** START **

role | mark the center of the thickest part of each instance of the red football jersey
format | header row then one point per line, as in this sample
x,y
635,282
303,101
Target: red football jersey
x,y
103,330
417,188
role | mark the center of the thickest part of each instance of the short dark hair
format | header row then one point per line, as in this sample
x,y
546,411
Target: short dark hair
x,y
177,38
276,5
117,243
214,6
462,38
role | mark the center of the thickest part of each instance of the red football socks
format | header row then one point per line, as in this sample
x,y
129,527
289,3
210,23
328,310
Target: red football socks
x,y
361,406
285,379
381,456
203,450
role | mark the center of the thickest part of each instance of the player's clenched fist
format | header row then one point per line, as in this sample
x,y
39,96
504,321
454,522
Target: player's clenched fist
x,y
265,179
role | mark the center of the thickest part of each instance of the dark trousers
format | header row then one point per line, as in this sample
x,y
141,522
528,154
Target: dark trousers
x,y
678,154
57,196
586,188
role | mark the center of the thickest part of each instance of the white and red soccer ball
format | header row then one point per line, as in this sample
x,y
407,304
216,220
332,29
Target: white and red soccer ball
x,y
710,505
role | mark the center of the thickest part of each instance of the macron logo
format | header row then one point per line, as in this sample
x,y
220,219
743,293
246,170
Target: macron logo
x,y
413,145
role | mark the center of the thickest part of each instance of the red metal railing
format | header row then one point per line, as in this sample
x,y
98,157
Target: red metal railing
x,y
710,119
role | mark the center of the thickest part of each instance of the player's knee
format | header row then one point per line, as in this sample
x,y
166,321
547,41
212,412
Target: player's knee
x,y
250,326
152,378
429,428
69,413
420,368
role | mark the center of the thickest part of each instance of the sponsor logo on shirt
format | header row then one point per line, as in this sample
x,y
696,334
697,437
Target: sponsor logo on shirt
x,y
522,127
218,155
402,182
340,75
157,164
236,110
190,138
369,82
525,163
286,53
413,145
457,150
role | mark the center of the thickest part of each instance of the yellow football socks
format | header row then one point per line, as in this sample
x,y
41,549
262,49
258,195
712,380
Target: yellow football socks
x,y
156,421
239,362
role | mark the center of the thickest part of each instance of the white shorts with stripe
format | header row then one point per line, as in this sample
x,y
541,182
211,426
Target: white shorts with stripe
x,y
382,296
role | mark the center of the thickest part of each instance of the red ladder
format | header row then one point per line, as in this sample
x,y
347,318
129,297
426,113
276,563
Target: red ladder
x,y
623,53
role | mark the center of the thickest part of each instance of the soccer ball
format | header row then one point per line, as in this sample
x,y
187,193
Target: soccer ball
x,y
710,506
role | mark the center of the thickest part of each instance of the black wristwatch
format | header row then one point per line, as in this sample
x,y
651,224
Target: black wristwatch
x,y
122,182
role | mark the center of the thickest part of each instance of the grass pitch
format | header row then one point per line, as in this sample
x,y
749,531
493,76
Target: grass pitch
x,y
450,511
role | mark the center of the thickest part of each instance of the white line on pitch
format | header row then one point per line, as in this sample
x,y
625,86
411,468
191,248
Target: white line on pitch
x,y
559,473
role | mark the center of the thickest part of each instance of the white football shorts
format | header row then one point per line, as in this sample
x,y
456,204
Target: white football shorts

** END **

Task objective -
Can you restate every record above word for word?

Exercise response -
role | mark the center of the thickest part of each instance of the red football jersey
format | header row then one point per line, as in this sample
x,y
635,282
303,101
Target: red football jersey
x,y
103,330
417,188
role | mark the center of the thickest part of each instance of the short dark hair
format | header row then one point per line, as in this sample
x,y
546,411
Target: short dark hair
x,y
177,38
276,5
117,243
214,6
462,38
role | mark the center of the thickest part of each instance of the red football socks
format | header row then one point per line, as in this sample
x,y
129,527
289,3
210,23
328,310
Target: red football socks
x,y
361,406
285,379
381,456
203,450
role | mark the center of the thickest part of each instance of the player's clenched fist
format | header row then one point per line, as in this sample
x,y
39,96
504,321
454,522
Target: player's clenched fist
x,y
265,179
role | mark the center of the thickest part of each instance of the dark trousers
format | header row then one point per line, as in this sample
x,y
141,522
528,154
Target: dark trousers
x,y
678,154
57,196
586,188
role | mark the center of the thickest part of each instance of the white and red soccer ball
format | header row then one point per line, as in this sample
x,y
407,304
216,220
332,29
Target: white and red soccer ball
x,y
710,505
role | mark the center of the thickest part of each instance of the macron logo
format | header row then one point per line, as in this sample
x,y
220,219
743,293
246,170
Target: macron logo
x,y
413,145
role | mark the center of the thickest part of each instance of the red metal railing
format | header row then one point per line, as in this sample
x,y
98,157
Target: red metal railing
x,y
710,119
role | mark the center of the thickest part of each instance of the player's knee
format | header row then one point per line, as in this sample
x,y
166,321
547,41
212,412
Target: player's knee
x,y
250,326
152,378
429,428
69,413
420,368
role | mark the center of the thickest part of each instance of the sponsor logo on shirt
format | header row then one point per line, as in this sample
x,y
696,334
697,437
Target: sponsor logo on shirt
x,y
522,127
218,155
402,182
340,75
157,164
236,110
190,138
369,82
525,163
286,53
413,145
457,150
role | mark the center of the thickest part of each instance of the yellow football socks
format | header row then one point per line, as in this sample
x,y
41,549
262,49
258,195
712,380
Target: yellow football socks
x,y
156,421
239,362
role | mark the center of the thickest part of each instance of the white shorts with stripe
format | header row then one point per line, as in this sample
x,y
541,182
211,426
Target: white shorts with stripe
x,y
382,296
role | mark the center of the thickest part of each instance of the red ladder
format | header row then one point per line, as in this sample
x,y
347,318
129,297
426,113
276,563
Target: red ladder
x,y
623,53
role | mark the center of the thickest part of each instance of the soccer ball
format | header row then one point per line, as in this sample
x,y
187,193
Target: soccer ball
x,y
710,506
role | mark the center of the thickest part of each instance of the black wristwatch
format | header row then one point per line, as in this sample
x,y
651,224
Target: black wristwatch
x,y
122,182
role | mark the center of the thickest part of each instance of the grass pitch
format | header row then one point per line, as in this sample
x,y
749,531
493,76
Target: grass pitch
x,y
450,511
role | mark the center of the thickest part of each instance of the white line on pitch
format | header row then one point per line, as in this sample
x,y
625,86
411,468
191,248
Target: white line on pitch
x,y
559,473
role | mark the center of the thickest part of each instance of the white football shorts
format | header row then one point per line, as in this sample
x,y
456,204
Target: white football shorts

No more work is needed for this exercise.